[Start of Attachment]
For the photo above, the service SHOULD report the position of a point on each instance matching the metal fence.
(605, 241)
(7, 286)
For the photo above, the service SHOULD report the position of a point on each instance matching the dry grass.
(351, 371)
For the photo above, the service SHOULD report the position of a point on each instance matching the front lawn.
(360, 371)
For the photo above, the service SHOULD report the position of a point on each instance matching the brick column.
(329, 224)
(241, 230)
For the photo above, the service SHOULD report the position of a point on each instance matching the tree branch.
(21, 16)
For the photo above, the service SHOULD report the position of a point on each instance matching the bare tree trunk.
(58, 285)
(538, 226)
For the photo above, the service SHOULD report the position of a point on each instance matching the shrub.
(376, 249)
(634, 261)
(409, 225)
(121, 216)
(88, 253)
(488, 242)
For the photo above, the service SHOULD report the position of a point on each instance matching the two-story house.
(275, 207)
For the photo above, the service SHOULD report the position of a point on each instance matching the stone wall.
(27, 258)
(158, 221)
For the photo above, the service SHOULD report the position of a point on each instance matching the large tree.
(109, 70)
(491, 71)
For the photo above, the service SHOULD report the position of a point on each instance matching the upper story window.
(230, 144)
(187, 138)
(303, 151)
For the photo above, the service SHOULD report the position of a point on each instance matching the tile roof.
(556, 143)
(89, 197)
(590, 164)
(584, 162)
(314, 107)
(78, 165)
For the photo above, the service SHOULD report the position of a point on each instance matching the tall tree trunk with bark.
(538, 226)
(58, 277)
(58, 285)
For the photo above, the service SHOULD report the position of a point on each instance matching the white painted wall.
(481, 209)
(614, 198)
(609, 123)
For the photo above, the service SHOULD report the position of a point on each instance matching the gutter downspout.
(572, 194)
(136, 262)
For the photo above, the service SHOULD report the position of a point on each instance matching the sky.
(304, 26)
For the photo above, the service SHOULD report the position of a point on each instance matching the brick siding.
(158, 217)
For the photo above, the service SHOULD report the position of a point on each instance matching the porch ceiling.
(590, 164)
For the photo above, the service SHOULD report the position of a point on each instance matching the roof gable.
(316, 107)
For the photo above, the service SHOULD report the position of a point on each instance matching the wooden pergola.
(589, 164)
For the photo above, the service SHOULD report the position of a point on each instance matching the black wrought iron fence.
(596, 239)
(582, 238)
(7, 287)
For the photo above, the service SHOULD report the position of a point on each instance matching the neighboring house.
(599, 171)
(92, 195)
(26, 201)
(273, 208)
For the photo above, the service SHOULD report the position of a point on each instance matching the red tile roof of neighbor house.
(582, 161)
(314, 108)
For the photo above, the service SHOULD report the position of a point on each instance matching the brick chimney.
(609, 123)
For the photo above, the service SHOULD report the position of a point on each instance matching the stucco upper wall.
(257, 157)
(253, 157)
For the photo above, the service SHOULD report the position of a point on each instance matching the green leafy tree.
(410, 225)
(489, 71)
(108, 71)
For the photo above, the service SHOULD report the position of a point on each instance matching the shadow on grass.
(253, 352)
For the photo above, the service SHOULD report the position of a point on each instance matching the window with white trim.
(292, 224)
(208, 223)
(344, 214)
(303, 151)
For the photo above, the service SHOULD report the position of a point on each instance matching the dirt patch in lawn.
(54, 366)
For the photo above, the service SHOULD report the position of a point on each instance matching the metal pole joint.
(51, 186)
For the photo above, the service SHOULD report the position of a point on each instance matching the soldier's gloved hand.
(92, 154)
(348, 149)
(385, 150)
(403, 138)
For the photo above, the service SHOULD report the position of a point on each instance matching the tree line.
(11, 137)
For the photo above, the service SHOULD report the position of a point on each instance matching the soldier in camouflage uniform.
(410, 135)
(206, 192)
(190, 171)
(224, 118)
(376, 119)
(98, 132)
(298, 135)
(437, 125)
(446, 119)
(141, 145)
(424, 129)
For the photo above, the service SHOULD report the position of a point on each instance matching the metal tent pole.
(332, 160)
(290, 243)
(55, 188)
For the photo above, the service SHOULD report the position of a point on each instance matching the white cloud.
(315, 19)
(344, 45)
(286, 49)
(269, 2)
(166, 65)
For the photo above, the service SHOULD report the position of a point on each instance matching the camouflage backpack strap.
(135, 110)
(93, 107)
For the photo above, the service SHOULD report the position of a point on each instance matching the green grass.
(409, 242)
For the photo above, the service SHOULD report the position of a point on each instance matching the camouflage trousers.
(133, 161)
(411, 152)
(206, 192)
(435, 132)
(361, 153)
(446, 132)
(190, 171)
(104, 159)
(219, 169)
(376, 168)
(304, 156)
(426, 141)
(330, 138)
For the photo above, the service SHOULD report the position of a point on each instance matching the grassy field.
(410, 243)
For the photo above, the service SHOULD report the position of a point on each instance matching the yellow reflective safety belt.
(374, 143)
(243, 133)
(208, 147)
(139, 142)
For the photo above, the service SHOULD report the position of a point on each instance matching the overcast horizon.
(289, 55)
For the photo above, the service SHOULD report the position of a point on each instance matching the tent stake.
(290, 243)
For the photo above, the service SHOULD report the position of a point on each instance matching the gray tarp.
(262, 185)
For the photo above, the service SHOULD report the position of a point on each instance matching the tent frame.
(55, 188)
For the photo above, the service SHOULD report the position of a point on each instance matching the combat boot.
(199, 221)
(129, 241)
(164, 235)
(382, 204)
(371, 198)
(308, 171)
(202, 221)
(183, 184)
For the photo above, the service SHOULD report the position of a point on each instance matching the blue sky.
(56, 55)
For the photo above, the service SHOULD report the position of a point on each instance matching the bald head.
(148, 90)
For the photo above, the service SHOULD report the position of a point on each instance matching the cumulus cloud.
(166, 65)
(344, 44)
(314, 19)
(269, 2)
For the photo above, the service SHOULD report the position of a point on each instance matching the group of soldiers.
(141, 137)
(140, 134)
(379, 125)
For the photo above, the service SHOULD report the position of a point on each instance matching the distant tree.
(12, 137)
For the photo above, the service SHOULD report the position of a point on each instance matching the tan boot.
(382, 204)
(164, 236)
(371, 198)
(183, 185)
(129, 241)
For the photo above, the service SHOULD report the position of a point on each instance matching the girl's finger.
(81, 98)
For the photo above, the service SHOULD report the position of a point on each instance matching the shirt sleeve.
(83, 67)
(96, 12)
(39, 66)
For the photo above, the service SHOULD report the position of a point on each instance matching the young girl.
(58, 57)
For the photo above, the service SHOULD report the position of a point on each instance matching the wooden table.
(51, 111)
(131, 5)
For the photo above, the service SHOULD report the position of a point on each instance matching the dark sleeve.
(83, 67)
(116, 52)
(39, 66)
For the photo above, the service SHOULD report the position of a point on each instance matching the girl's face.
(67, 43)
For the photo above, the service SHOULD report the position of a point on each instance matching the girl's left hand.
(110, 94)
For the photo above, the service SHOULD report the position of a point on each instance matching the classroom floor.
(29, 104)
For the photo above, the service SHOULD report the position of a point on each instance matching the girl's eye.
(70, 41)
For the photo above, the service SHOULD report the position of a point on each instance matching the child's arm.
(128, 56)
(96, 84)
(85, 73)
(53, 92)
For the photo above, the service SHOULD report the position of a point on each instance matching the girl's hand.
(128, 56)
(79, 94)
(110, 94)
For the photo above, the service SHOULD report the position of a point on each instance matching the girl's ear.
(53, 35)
[End of Attachment]
## Exercise objective
Everything in the listing above needs to be copied exactly.

## Solution to this exercise
For the photo above, the service SHOULD report the position of a point on each instance matching the metal fence.
(605, 241)
(7, 286)
For the photo above, the service SHOULD report the position of a point on each instance matching the dry grass.
(351, 371)
For the photo above, the service SHOULD report the position of a point on each instance matching the front lawn.
(360, 371)
For the photo above, the service SHOULD report the position of a point on each instance matching the brick column.
(329, 224)
(241, 230)
For the photo above, the service SHOULD report the position of a point on each instance matching the tree branch.
(21, 16)
For the photo above, the service SHOULD report the position of a point on each instance matching the bare tree trunk.
(58, 285)
(538, 226)
For the photo above, the service SHOULD report the position of a point on each instance matching the shrub.
(376, 249)
(634, 261)
(409, 225)
(121, 216)
(88, 253)
(488, 242)
For the photo above, the service SHOULD report the position of a point on each instance matching the two-story house.
(275, 207)
For the photo above, the service SHOULD report the position of a point on each instance matching the stone wall.
(27, 258)
(158, 221)
For the photo above, the service SHOULD report the position of a point on each instance matching the large tree.
(109, 70)
(491, 71)
For the photo above, the service SHOULD report the position of a point on each instance matching the upper story window.
(230, 144)
(187, 138)
(303, 151)
For the photo above, the service SHOULD report the position of a point on each instance matching the tile roof.
(556, 143)
(89, 197)
(590, 164)
(584, 162)
(314, 107)
(78, 165)
For the photo above, the service SHOULD report the position of a point on each instance matching the tall tree trunk with bark.
(538, 226)
(58, 277)
(58, 285)
For the photo above, the service SHOULD report the position of a point on each instance matching the white painted wall.
(481, 209)
(614, 198)
(609, 123)
For the photo above, the service SHOULD report the position of a point on each instance matching the gutter downspout.
(572, 194)
(136, 262)
For the photo above, the service SHOULD report the position of a point on each instance matching the sky.
(304, 26)
For the photo above, the service SHOULD report the position of a point on each instance matching the brick siding.
(158, 217)
For the photo above, the service SHOULD report the position of a point on each instance matching the porch ceiling.
(590, 164)
For the photo above, the service SHOULD report the position of a point on each instance matching the roof gable.
(316, 107)
For the photo above, the service SHOULD report the position of a point on each instance matching the wooden pergola.
(589, 164)
For the photo above, the service SHOULD report the position of a point on each instance matching the black wrought iron fence.
(596, 239)
(582, 238)
(7, 287)
For the photo above, the service SHOULD report the position of a point on each instance matching the neighboring house.
(599, 171)
(92, 195)
(26, 201)
(273, 208)
For the photo above, the service SHOULD report the position of a point on each instance matching the red tile roof of neighbor house.
(582, 161)
(314, 108)
For the photo above, the service SHOULD report the position of a point on each instance matching the brick chimney.
(609, 123)
For the photo above, the service SHOULD report the position of a point on each instance matching the stucco upper wall.
(257, 157)
(253, 157)
For the photo above, the service SHOULD report the position of a point on each instance matching the green leafy tree.
(410, 225)
(489, 71)
(108, 71)
For the photo above, the service SHOULD report the position of a point on each instance matching the shadow on grass.
(253, 352)
For the photo above, the service SHOULD report the position of a point on each instance matching the window with white trim.
(292, 224)
(208, 223)
(344, 214)
(303, 151)
For the photo above, the service SHOULD report the position of a point on each instance matching the dirt patch in lawn.
(54, 366)
For the photo above, the service SHOULD report the position of a point on each instance matching the metal pole joint.
(51, 186)
For the photo above, the service SHOULD report the position of a point on each instance matching the soldier's gloved hand.
(92, 154)
(348, 149)
(385, 150)
(403, 138)
For the photo above, the service SHOULD report the position of a point on each instance matching the tree line.
(11, 137)
For the photo above, the service SHOULD report the position of a point on each instance matching the soldier in camouflage uniform.
(410, 135)
(206, 192)
(190, 171)
(224, 118)
(376, 119)
(98, 132)
(298, 135)
(437, 125)
(446, 119)
(141, 145)
(424, 129)
For the photo above, the service SHOULD report the position of a point on each instance matching the metal tent pole.
(332, 160)
(290, 243)
(55, 188)
For the photo above, the service SHOULD report the position of a point on each instance matching the white cloud.
(315, 19)
(344, 45)
(286, 49)
(269, 2)
(166, 65)
For the photo above, the service SHOULD report the position of a point on each instance matching the camouflage backpack strap.
(135, 110)
(93, 107)
For the photo above, the service SHOULD report the position of a point on each instance matching the green grass.
(409, 242)
For the photo above, the service SHOULD report the position of a point on each instance matching the camouflage trousers.
(133, 161)
(411, 152)
(206, 192)
(435, 132)
(361, 153)
(446, 132)
(190, 171)
(104, 159)
(219, 169)
(376, 168)
(304, 156)
(426, 141)
(330, 138)
For the photo above, the service SHOULD report the position of a point on each instance matching the grassy field.
(410, 243)
For the photo above, the service SHOULD report the position of a point on each instance matching the yellow reflective safety belt.
(374, 143)
(243, 133)
(208, 147)
(139, 142)
For the photo above, the service SHOULD report the position of a point on each instance matching the overcast horizon.
(289, 55)
For the photo above, the service SHOULD report the position of a point on each instance matching the tent stake.
(290, 243)
For the photo above, the service SHOULD report the position of a point on each instance matching the gray tarp.
(262, 185)
For the photo above, the service SHOULD report the position of a point on each instance matching the tent frame.
(55, 188)
For the photo above, the service SHOULD report the position of a point on each instance matching the combat boot.
(199, 221)
(129, 241)
(164, 235)
(382, 204)
(371, 198)
(308, 171)
(202, 221)
(183, 184)
For the photo above, the service SHOULD report the position of a point on each instance matching the blue sky.
(56, 55)
For the photo above, the service SHOULD report the position of a point on each instance matching the bald head.
(148, 90)
For the photo above, the service SHOULD report the position of a point on each instance matching the cumulus cloud.
(166, 65)
(344, 44)
(314, 19)
(269, 2)
For the photo above, the service SHOULD report the position of a point on each instance matching the group of soldiers.
(141, 137)
(140, 134)
(379, 125)
For the photo above, the service SHOULD report the position of a point on each instance matching the distant tree.
(12, 137)
For the photo above, the service SHOULD report the position of a point on each instance matching the tan boot.
(382, 204)
(164, 236)
(371, 198)
(183, 185)
(129, 241)
For the photo above, the service SHOULD report the position of a point on each instance matching the girl's finger.
(81, 98)
For the photo above, the service SHOULD report the position of a point on each instance matching the shirt sleeve.
(83, 67)
(96, 12)
(39, 66)
For the photo above, the service SHOULD report the position of a point on each instance matching the young girl.
(58, 57)
For the photo above, the service SHOULD report the position of a point on each instance matching the wooden table.
(51, 111)
(131, 5)
For the photo above, the service SHOULD report the position of a point on each instance matching the dark sleeve.
(83, 67)
(116, 52)
(39, 66)
For the photo above, the service SHOULD report the position of a point on each instance matching the girl's face.
(67, 43)
For the photo above, the service SHOULD report the position of a point on each instance matching the girl's left hand.
(110, 94)
For the photo above, the service SHOULD report the position of a point on each instance matching the classroom floor.
(29, 104)
For the photo above, the service SHOULD report the position of a point on each instance matching the girl's eye.
(70, 41)
For the photo above, the service SHOULD report the position of a point on each instance matching the child's arm.
(128, 56)
(96, 84)
(85, 73)
(53, 92)
For the photo above, the service SHOULD report the position of a point on each instance matching the girl's hand.
(128, 56)
(79, 94)
(110, 94)
For the photo above, the service SHOULD report the position of a point on each instance matching the girl's ear.
(53, 35)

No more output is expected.